▸ What needs to be done: Examine each line of the listing below. Copy those in which the string "positive" appears.
---*---
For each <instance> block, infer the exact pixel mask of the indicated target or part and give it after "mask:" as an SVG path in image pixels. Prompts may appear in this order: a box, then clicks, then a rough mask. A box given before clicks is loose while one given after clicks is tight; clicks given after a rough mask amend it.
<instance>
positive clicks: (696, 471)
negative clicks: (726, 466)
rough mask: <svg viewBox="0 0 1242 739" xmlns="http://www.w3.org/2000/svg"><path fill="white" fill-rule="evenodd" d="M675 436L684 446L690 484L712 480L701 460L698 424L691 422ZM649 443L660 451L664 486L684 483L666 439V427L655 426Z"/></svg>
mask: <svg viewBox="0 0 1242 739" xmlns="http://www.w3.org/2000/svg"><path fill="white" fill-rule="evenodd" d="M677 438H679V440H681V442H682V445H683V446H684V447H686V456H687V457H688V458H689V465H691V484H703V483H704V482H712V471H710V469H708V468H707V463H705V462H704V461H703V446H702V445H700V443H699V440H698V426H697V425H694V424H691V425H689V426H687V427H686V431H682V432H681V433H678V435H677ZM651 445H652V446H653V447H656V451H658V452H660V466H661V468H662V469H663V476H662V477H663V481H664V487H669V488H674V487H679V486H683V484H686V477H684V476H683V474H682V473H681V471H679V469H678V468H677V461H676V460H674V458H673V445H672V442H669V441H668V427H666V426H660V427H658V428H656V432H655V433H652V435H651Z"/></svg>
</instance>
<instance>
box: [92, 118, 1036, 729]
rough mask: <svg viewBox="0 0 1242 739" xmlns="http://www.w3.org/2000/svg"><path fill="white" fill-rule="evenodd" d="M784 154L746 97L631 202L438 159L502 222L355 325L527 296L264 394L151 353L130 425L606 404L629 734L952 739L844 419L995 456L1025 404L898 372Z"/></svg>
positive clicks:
---*---
▸ Solution below:
positive clicks: (696, 471)
positive clicks:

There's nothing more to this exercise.